> _Selected passage_
The term is vanished because
\begin{align*} \int ( y(\mathbf{x}) - \mathbb{E} \left[ y | \mathbf{x}\right] ) \mathbb{E} \left[ y | \mathbf{x}\right] p(\mathbf{x},y) d\mathbf{x} dy &= \int ( y(\mathbf{x}) - \mathbb{E} \left[ y | \mathbf{x}\right] ) \mathbb{E} \left[ y | \mathbf{x}\right] p(\mathbf{x}) p(y|\mathbf{x})d\mathbf{x} dy \\ & = \int ( y(\mathbf{x}) - \mathbb{E} \left[ y | \mathbf{x}\right] ) \mathbb{E} \left[ y | \mathbf{x}\right] p(\mathbf{x}) (\int p(y|\mathbf{x}) dy)d\mathbf{x} \\ & =\int ( y(\mathbf{x}) - \mathbb{E} \left[ y | \mathbf{x}\right] ) \mathbb{E} \left[ y | \mathbf{x}\right] p(\mathbf{x}) d\mathbf{x} \\ \int ( y(\mathbf{x}) - \mathbb{E} \left[ y | \mathbf{x}\right] ) y p(\mathbf{x},y) d\mathbf{x} dy &= \int ( y(\mathbf{x}) - \mathbb{E} \left[ y | \mathbf{x}\right] ) y p(\mathbf{x}) p(y|\mathbf{x}) d\mathbf{x} dy \\ & = \int ( y(\mathbf{x}) - \mathbb{E} \left[ y | \mathbf{x}\right] ) p(\mathbf{x}) (\int y p(y|\mathbf{x}) dy ) d\mathbf{x} \\ & = \int ( y(\mathbf{x}) - \mathbb{E} \left[ y | \mathbf{x}\right] ) \mathbb{E} \left[ y | \mathbf{x}\right] p(\mathbf{x}) d\mathbf{x} \end{align*}Now, we consider \begin{align*} \int \left( f(\mathbf{x}) - h(\mathbf{x}) \right)^2 p(\mathbf{x}) d\mathbf{x} \end{align*}
We have \begin{align*} \left( f(\mathbf{x}; \mathcal D) - h(\mathbf{x}) \right)^2 =& \left( f(\mathbf{x}; \mathcal D) - \mathbb{E}_{\mathcal D}\left[ f(\mathbf{x}; \mathcal D)\right] + \mathbb{E}_{\mathcal D}\left[f(\mathbf{x}; \mathcal D)\right] - h(\mathbf{x}) \right)^2 \\ &= \left( f(\mathbf{x}; \mathcal D) - \mathbb{E}_{\mathcal D}\left[ f(\mathbf{x}; \mathcal D)\right] \right)^2+ \left(\mathbb{E}_{\mathcal D} \left[f(\mathbf{x}; \mathcal D)\right] - h(\mathbf{x}) \right)^2 \\ &\hspace{1cm} + \underbrace{2 \left( f(\mathbf{x}; \mathcal D) - \mathbb{E}_{\mathcal D}\left[f(\mathbf{x}; \mathcal D)\right] \right) \left( \mathbb{E}_{\mathcal D}\left[f(\mathbf{x}; \mathcal D)\right] - h(\mathbf{x}) \right)}_{\text{vanishes after taking $\mathbb{E}_{\mathcal D}$}} \end{align*}
We get mean squared error (MSE)

Items from a dataset:

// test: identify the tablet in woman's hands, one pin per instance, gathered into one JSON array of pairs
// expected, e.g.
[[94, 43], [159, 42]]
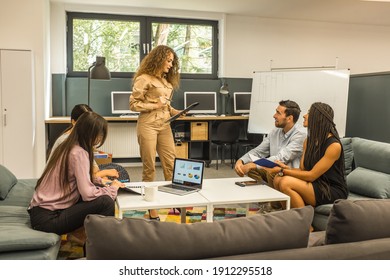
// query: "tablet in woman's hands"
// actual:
[[247, 183]]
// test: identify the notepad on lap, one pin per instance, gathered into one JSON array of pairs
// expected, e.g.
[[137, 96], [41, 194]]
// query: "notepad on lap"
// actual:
[[263, 161]]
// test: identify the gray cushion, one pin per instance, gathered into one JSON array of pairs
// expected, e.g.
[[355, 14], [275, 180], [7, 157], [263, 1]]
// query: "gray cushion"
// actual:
[[348, 154], [369, 183], [7, 181], [111, 238], [358, 220], [371, 154]]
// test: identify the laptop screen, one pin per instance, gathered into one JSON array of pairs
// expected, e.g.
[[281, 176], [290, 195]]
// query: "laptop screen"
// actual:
[[188, 172]]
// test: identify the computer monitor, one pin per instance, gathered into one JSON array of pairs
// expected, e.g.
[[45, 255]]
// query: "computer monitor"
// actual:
[[242, 102], [120, 102], [207, 102]]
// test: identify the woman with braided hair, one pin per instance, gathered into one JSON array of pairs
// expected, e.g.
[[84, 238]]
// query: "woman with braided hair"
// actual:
[[320, 179]]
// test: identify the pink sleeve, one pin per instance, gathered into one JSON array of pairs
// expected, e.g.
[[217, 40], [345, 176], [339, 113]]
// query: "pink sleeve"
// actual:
[[79, 165]]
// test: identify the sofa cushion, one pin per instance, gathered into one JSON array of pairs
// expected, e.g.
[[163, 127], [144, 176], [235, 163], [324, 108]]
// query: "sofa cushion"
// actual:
[[358, 220], [22, 238], [7, 181], [348, 154], [369, 183], [14, 215], [143, 239], [371, 154]]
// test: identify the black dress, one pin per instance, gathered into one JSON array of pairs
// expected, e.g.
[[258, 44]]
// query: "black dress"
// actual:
[[333, 180]]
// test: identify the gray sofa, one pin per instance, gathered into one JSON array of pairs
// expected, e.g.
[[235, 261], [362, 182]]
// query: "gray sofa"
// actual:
[[351, 233], [367, 165], [18, 241]]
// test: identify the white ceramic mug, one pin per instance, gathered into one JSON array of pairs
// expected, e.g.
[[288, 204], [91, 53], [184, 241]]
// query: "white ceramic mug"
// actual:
[[149, 193]]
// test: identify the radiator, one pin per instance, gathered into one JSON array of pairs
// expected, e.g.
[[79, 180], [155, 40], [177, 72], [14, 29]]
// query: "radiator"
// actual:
[[121, 140]]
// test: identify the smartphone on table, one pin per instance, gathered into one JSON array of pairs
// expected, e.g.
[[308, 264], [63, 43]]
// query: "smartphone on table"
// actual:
[[247, 183]]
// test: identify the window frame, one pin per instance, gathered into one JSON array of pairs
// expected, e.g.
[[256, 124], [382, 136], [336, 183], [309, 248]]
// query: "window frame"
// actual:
[[145, 38]]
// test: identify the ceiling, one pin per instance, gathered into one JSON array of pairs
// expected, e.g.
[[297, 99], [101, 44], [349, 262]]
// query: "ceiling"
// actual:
[[341, 11]]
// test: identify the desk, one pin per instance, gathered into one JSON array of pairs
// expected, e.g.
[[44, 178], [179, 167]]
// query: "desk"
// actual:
[[122, 135], [214, 192]]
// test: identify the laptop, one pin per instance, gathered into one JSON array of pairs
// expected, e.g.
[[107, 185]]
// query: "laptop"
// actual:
[[187, 177]]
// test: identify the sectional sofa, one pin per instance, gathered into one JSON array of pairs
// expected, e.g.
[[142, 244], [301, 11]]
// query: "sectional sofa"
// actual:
[[351, 233], [18, 241]]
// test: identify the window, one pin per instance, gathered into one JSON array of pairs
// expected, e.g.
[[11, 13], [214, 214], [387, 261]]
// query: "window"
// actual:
[[125, 40]]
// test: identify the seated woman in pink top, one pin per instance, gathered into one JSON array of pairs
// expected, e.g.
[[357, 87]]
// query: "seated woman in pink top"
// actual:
[[67, 191]]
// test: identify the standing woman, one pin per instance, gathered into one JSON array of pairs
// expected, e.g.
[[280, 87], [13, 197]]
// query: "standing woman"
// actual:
[[67, 191], [153, 85], [321, 176]]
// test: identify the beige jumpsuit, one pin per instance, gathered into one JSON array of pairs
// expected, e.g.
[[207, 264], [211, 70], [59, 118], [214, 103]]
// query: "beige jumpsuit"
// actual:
[[154, 134]]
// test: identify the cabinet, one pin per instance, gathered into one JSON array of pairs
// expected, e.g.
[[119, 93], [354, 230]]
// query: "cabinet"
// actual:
[[17, 139]]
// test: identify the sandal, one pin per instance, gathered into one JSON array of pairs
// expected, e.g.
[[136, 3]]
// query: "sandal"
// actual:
[[155, 218]]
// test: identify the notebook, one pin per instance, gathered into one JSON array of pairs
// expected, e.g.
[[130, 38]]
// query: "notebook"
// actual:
[[187, 177]]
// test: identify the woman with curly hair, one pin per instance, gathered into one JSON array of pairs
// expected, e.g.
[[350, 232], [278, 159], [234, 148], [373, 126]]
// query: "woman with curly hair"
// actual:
[[320, 179], [153, 85]]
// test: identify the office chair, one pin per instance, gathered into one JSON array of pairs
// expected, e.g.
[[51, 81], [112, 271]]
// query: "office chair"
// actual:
[[228, 133]]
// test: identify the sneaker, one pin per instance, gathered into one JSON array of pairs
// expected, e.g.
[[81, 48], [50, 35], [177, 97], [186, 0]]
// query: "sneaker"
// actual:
[[267, 207]]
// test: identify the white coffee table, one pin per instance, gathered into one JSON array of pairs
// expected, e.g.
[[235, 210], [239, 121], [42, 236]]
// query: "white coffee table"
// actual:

> _Your goal_
Continue the bias-variance derivation from the point where it stops. The rows are separate material and have no connection to the derivation.

> _Exercise output_
\begin{align*} \mathbb{E}_{\mathcal D}\left[\left( f(\mathbf{x}; \mathcal D) - h(\mathbf{x}) \right)^2 \right] = \underbrace{\mathbb{E}_{\mathcal D}\left[ \left( f(\mathbf{x}; \mathcal D) - \mathbb{E}_{\mathcal D}\left[ f(\mathbf{x}; \mathcal D)\right] \right)^2 \right]}_{\text{variance}} + \underbrace{\left( \mathbb{E}_{\mathcal D}\left[f(\mathbf{x}; \mathcal D)\right] - h(\mathbf{x}) \right)^2}_{\text{bias$^2$}} \end{align*}¶
Bias-Variance Decomposition provide insights on model complexity from a frequentist perspective.
- Noise cannot be reduced because it exists in the true data generation process.
- Bias-variance trade-off shows that very flexible models has low bias and high variance, but relatively rigid models has high bias and low variance.
- For example, least squares estimates $\mathbf{w}$ has the smallest variance among all linear unbiased estimates (Gauss-Markov Theorem). However, biased estimates (e.g., ridge regression) may have smaller variance.
The bias-variance trade-off is demonstrated by $k$-nearest-neighbor regression and linear regression. Consider $y = f(\mathbf{x}) + \epsilon$ where $\mathbb{E}(\epsilon) = 0$ and $\text{Var}(\epsilon) = \sigma^2$.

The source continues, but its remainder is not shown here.